Given task 1 =>
Revise the records from their first line up to and including the line with "point(105, 98)", swapping "photograph" for "image" and changing nothing else. Return only those lines, and leave the pictures out.

Preparing to Teach
Last updated on 2022-12-09 | Edit this page
- What can I do to prepare to teach my lesson for the first time?
- How should I communicate lesson setup instructions to learners?
- What information should be recorded for instructors teaching a lesson?
- How should information be collected as part of the feedback process?
- Summarise lesson content as a teaching plan.
- Add Setup Instructions and Instructor Notes to the lesson site.
- Create a feedback collection plan.
By now you should have developed objectives, exercises/formative assessments, and examples for at least one of the episodes in your lesson. In order to prepare to teach it (for the first time in particular) you’ll need to create a teaching plan and design a method to collect feedback on your lesson.
A teaching plan outlines the structure of your teaching session, including details, estimated duration and materials needed to deliver it. For example, a teaching plan may contain the following:
- welcome, introductions and motivation for the lesson - to introduce yourself, aims and objectives of the lesson and how it will help learners
- setup - to check if everyone is ready to proceed with the lesson
- segments of teaching and exercises from the lesson and any other planned activities (e.g. group discussions, wrap-up and feedback)
- checkpoints - places where you have planned to stop to check-in with learners
- slides, figures and other visual aids needed to deliver teaching and other parts of the teaching plan
- resources/references/recommended reading
Checkpoints are especially useful at the beginning of a lesson when you may not have as many exercises but the learners need to have the data downloaded or tool opened to be able to follow along. A checkpoint could include stopping to ask what questions learners have or having them indicate if they have completed the most recent step shown by the instructor.

Given task 2 =>
Reproduce the whole page on preparing to teach, word for word.

Supplied records =>
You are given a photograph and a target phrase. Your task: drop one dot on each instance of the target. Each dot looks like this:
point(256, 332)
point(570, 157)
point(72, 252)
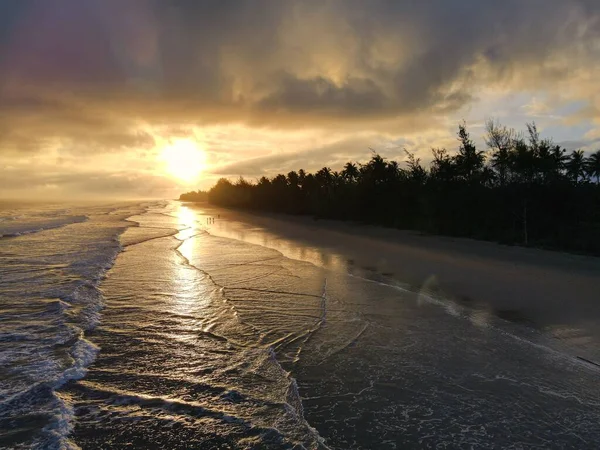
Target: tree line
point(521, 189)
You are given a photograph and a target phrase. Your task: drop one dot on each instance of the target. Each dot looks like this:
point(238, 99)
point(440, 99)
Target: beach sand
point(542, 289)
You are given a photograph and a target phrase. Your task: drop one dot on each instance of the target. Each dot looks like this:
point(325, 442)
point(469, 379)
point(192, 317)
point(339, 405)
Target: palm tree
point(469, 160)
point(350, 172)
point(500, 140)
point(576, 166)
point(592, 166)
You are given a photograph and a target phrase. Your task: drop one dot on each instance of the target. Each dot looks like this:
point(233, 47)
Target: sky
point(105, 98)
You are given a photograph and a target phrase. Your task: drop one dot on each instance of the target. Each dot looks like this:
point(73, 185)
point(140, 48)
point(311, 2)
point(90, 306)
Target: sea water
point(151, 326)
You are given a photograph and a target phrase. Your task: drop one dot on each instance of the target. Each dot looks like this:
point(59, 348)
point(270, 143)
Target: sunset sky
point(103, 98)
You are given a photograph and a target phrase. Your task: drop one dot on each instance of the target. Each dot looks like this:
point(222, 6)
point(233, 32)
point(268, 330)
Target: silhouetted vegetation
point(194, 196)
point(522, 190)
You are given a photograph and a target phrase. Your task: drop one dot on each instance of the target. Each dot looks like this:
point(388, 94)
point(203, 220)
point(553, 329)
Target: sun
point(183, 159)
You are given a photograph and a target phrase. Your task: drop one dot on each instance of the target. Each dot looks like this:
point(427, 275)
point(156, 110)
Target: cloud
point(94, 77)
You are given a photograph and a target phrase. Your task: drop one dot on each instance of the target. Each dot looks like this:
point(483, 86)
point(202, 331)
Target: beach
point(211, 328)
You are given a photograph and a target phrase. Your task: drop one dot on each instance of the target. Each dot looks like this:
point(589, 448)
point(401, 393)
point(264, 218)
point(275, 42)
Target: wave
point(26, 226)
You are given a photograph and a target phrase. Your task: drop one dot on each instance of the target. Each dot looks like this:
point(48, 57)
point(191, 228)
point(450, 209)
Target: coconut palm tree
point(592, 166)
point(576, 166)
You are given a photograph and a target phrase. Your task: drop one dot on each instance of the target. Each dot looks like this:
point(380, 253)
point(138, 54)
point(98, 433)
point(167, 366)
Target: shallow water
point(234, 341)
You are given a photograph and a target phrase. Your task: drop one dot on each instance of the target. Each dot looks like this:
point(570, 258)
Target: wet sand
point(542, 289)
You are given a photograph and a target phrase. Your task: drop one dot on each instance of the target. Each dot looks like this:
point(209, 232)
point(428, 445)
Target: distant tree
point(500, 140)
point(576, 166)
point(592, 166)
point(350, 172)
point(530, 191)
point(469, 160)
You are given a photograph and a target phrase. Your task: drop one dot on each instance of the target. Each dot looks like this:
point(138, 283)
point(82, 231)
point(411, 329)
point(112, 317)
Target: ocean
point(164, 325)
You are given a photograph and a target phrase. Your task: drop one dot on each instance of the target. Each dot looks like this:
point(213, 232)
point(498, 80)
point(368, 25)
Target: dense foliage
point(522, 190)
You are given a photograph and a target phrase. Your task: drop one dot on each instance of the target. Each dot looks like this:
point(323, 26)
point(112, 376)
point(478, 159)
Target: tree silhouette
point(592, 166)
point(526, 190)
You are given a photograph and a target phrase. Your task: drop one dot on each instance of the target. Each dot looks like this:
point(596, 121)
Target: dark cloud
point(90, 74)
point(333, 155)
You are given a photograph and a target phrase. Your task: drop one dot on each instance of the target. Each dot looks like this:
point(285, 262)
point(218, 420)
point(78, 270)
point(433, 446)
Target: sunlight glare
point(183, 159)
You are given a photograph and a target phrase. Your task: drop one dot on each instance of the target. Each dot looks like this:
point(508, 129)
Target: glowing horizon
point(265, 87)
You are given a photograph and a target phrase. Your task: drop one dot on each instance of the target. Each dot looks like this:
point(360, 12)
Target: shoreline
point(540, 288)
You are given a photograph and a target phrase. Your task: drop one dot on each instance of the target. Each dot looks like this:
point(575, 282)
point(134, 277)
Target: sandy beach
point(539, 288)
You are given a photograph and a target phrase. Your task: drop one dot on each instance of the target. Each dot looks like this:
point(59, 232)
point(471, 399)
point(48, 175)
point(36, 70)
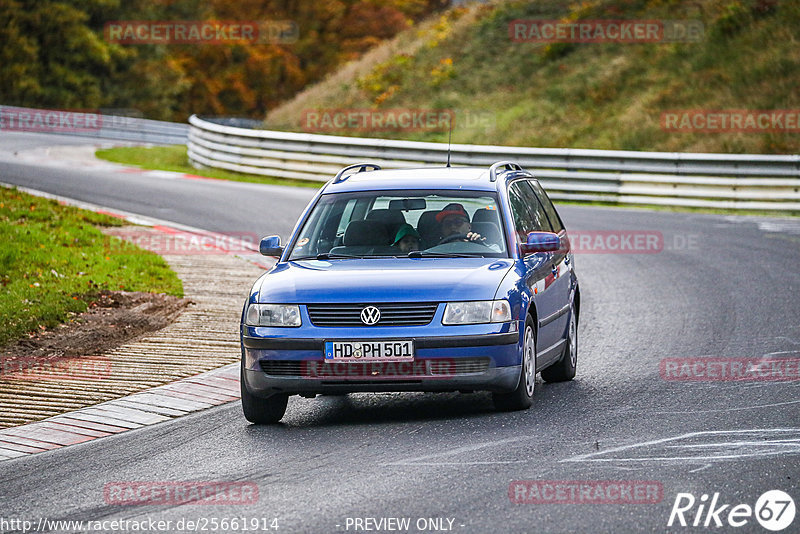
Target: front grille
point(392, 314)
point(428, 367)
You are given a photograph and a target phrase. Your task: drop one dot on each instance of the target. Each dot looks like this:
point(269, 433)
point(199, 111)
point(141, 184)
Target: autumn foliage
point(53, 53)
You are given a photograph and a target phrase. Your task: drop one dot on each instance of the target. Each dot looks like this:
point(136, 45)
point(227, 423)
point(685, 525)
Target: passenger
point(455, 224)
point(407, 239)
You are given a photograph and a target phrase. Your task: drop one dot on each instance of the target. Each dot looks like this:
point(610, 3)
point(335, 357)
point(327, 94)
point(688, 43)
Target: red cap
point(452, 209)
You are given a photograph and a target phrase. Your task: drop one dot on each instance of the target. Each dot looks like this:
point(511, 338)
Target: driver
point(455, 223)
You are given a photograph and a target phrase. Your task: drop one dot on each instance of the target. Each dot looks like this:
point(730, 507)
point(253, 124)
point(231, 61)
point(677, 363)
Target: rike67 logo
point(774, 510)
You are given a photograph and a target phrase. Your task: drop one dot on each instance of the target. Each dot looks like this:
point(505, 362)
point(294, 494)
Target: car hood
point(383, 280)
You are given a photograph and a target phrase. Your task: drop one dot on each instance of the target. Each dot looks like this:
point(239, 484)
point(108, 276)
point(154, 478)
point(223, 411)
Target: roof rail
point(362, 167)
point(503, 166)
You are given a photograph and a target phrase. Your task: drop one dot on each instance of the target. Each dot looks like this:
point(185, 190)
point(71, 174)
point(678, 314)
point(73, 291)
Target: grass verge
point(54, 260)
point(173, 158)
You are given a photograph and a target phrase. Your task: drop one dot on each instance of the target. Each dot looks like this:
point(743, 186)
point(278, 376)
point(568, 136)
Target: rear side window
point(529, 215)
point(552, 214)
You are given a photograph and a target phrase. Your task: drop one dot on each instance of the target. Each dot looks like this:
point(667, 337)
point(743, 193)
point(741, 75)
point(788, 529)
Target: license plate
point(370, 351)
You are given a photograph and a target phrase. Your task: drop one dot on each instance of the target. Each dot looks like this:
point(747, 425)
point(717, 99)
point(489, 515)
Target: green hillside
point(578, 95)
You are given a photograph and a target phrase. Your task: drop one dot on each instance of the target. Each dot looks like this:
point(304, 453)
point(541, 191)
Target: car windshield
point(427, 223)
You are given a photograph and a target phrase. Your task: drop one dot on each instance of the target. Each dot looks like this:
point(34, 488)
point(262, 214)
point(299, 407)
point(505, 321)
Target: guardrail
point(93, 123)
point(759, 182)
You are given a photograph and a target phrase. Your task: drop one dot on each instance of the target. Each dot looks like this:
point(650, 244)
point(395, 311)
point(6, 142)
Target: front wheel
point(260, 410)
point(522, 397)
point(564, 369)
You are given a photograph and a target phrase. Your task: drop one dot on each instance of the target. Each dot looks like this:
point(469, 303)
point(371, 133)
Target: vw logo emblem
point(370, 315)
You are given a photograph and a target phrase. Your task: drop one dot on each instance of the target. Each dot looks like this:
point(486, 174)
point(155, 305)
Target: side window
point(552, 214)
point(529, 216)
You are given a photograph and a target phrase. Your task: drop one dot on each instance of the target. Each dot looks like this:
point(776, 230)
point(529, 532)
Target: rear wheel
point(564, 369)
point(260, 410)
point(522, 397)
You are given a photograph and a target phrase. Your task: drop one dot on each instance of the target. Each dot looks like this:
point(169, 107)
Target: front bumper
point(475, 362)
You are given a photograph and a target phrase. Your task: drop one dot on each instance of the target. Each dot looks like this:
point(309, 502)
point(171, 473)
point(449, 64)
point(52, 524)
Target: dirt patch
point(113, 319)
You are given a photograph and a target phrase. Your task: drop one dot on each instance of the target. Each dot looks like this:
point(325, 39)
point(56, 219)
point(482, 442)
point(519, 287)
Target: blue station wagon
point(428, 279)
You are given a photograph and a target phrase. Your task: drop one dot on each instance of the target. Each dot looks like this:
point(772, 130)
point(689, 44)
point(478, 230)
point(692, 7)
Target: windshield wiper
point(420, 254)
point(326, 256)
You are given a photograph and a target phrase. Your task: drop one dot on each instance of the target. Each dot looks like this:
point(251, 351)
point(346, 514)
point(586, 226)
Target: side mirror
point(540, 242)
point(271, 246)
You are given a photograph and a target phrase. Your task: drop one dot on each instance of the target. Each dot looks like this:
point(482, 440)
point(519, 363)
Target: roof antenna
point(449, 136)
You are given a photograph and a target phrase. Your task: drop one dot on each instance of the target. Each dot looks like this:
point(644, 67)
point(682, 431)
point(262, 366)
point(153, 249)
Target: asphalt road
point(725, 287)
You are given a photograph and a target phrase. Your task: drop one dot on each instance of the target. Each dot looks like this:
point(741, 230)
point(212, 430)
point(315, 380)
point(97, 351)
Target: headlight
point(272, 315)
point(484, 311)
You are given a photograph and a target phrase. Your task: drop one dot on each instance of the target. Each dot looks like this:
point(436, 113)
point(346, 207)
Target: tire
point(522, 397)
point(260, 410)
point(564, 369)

Complete output 1 =>
You are given a image and a target phrase. Your task: drop one dot on each instance of the target. Each dot looks like this:
point(256, 332)
point(570, 157)
point(72, 252)
Target: tree line
point(521, 189)
You are given a image and a target phrase. Your task: drop one dot on each instance of the target. Each dot looks like this:
point(238, 99)
point(440, 99)
Target: beach sand
point(542, 289)
You are given a image and a target phrase. Your task: drop one dot on each instance of the target. Each dot looks like this:
point(325, 442)
point(469, 379)
point(192, 317)
point(339, 405)
Target: palm tree
point(469, 160)
point(350, 172)
point(500, 140)
point(576, 166)
point(592, 166)
You are given a image and a target phrase. Your task: drop one dot on each instance of the target. Each dot looks like this:
point(233, 47)
Target: sky
point(105, 98)

Complete output 2 =>
Preparing to Teach
Last updated on 2022-12-09 | Edit this page
- What can I do to prepare to teach my lesson for the first time?
- How should I communicate lesson setup instructions to learners?
- What information should be recorded for instructors teaching a lesson?
- How should information be collected as part of the feedback process?
- Summarise lesson content as a teaching plan.
- Add Setup Instructions and Instructor Notes to the lesson site.
- Create a feedback collection plan.
By now you should have developed objectives, exercises/formative assessments, and examples for at least one of the episodes in your lesson. In order to prepare to teach it (for the first time in particular) you’ll need to create a teaching plan and design a method to collect feedback on your lesson.
A teaching plan outlines the structure of your teaching session, including details, estimated duration and materials needed to deliver it. For example, a teaching plan may contain the following:
- welcome, introductions and motivation for the lesson - to introduce yourself, aims and objectives of the lesson and how it will help learners
- setup - to check if everyone is ready to proceed with the lesson
- segments of teaching and exercises from the lesson and any other planned activities (e.g. group discussions, wrap-up and feedback)
- checkpoints - places where you have planned to stop to check-in with learners
- slides, figures and other visual aids needed to deliver teaching and other parts of the teaching plan
- resources/references/recommended reading
Checkpoints are especially useful at the beginning of a lesson when you may not have as many exercises but the learners need to have the data downloaded or tool opened to be able to follow along. A checkpoint could include stopping to ask what questions learners have or having them indicate if they have completed the most recent step shown by the instructor.